> **Work required**:
Please give the listing again, word for word, with nothing left out.
[Start]
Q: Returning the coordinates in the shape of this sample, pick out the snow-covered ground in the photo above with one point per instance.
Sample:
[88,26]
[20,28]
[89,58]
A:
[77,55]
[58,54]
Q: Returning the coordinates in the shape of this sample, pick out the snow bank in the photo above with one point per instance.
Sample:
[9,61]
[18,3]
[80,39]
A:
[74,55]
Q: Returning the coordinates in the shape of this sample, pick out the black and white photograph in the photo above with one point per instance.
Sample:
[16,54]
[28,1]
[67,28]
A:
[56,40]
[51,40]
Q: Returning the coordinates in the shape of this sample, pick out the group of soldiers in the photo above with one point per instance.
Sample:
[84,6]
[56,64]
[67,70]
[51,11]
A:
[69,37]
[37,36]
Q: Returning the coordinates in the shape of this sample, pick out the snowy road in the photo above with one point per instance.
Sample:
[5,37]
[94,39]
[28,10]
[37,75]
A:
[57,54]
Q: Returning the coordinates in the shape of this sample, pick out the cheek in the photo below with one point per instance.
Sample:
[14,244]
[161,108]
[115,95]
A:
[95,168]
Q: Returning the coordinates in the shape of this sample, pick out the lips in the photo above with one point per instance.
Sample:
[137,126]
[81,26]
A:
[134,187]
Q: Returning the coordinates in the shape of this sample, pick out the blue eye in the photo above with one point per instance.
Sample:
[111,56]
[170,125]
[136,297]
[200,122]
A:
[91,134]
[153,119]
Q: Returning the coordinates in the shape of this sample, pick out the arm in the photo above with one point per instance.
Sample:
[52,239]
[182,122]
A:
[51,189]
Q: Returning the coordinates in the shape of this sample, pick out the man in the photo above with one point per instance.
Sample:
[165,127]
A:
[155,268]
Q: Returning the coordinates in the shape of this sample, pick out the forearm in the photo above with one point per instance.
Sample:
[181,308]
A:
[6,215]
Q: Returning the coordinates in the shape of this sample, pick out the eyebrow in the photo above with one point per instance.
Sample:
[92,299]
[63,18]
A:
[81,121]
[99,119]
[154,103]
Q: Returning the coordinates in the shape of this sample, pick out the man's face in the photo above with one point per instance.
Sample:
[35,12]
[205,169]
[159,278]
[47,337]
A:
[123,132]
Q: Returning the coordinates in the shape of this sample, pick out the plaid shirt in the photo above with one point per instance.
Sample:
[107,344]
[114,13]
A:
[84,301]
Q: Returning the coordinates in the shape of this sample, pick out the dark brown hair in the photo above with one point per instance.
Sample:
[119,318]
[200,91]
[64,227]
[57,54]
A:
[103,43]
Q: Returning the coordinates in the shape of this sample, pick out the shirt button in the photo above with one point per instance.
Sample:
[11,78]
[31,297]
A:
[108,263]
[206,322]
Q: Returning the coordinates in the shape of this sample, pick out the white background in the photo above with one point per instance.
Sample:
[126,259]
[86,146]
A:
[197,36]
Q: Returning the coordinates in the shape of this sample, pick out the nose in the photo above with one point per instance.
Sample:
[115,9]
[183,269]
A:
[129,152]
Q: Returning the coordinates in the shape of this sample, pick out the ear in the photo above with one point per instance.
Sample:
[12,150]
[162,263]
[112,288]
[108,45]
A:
[End]
> **Correct result**:
Q: Returning the coordinates in the shape of this sample, pick out the snow-covered ground in the photo above with one point per instance.
Sample:
[88,26]
[20,28]
[89,58]
A:
[77,55]
[58,54]
Q: Returning the coordinates in the shape of this sample, pick out the snow bank in the photo above with one point per instance.
Sample:
[9,61]
[18,3]
[80,39]
A:
[74,55]
Q: Returning the coordinates in the shape of this sample, pick out the black and white photograph in the photo above with one point per instance.
Sample:
[16,54]
[28,1]
[67,28]
A:
[56,40]
[51,40]
Q: Returning the coordinates in the shape of this sample, pick out the group of soldiers in the photo above with one point per instance.
Sample:
[84,6]
[56,64]
[67,70]
[51,11]
A:
[69,37]
[37,36]
Q: Returning the coordinates in the shape of this sample, pick out the snowy road in the photo above with one point per instance.
Sample:
[5,37]
[94,39]
[28,10]
[37,75]
A:
[57,54]
Q: Returning the coordinates in the shape of this sample, pick out the cheek in the photo below with one point per instance.
Sample:
[14,244]
[161,108]
[115,95]
A:
[95,168]
Q: Returning the coordinates in the shape of this sample, pick out the lips in the photo above with one point per instance.
Sample:
[137,126]
[81,26]
A:
[134,187]
Q: Returning the coordinates in the shape of this sample, pick out the blue eye in the photo above with one point per instance.
Sample:
[111,56]
[170,125]
[136,297]
[200,122]
A:
[91,134]
[153,119]
Q: Returning the coordinates in the shape of this sample, pick out the arm in the photo above with one point per instance.
Sample:
[52,239]
[182,122]
A:
[51,189]
Q: Returning the coordinates in the shape of this sample, pick out the man in the photo above with one point per instance.
Sample:
[165,127]
A:
[155,268]
Q: Returning the coordinates in the shape of this sample, pick out the forearm in the photo above with one point per instance.
Sample:
[181,308]
A:
[6,215]
Q: Returning the coordinates in the shape of this sample, pick out the eyebrow in the photo above with one point per instance.
Sample:
[92,299]
[63,18]
A:
[81,121]
[99,119]
[154,103]
Q: Returning the coordinates in the shape of this sample, pick out the man's face in the photo above with one point per instance.
Sample:
[35,12]
[205,169]
[159,278]
[47,337]
A:
[123,132]
Q: Returning the coordinates in the shape of this sample, pick out the plaid shirt in the photo above with one point per instance.
Sample:
[107,344]
[114,13]
A:
[84,301]
Q: Returning the coordinates in the shape of this sample, pick out the dark brown hair in the photo above with one point per instance.
Sample:
[119,318]
[200,91]
[64,227]
[57,54]
A:
[103,43]
Q: Returning the coordinates in the shape of this sample, pick out the shirt button in the photo above with one point per instance.
Sample:
[11,78]
[31,297]
A:
[108,263]
[206,322]
Q: Returning the coordinates in the shape of this sample, pick out the white background in the photo above with one point per instance.
Sample:
[126,259]
[86,146]
A:
[197,36]
Q: Returning the coordinates in the shape of this sample, pick out the nose in the photo above with one point per instance.
Sample:
[115,9]
[183,269]
A:
[129,152]
Q: Returning the coordinates in the shape of this sample, pick out the ear in the photo above with one point per instance.
Sample:
[12,150]
[162,263]
[112,288]
[108,45]
A:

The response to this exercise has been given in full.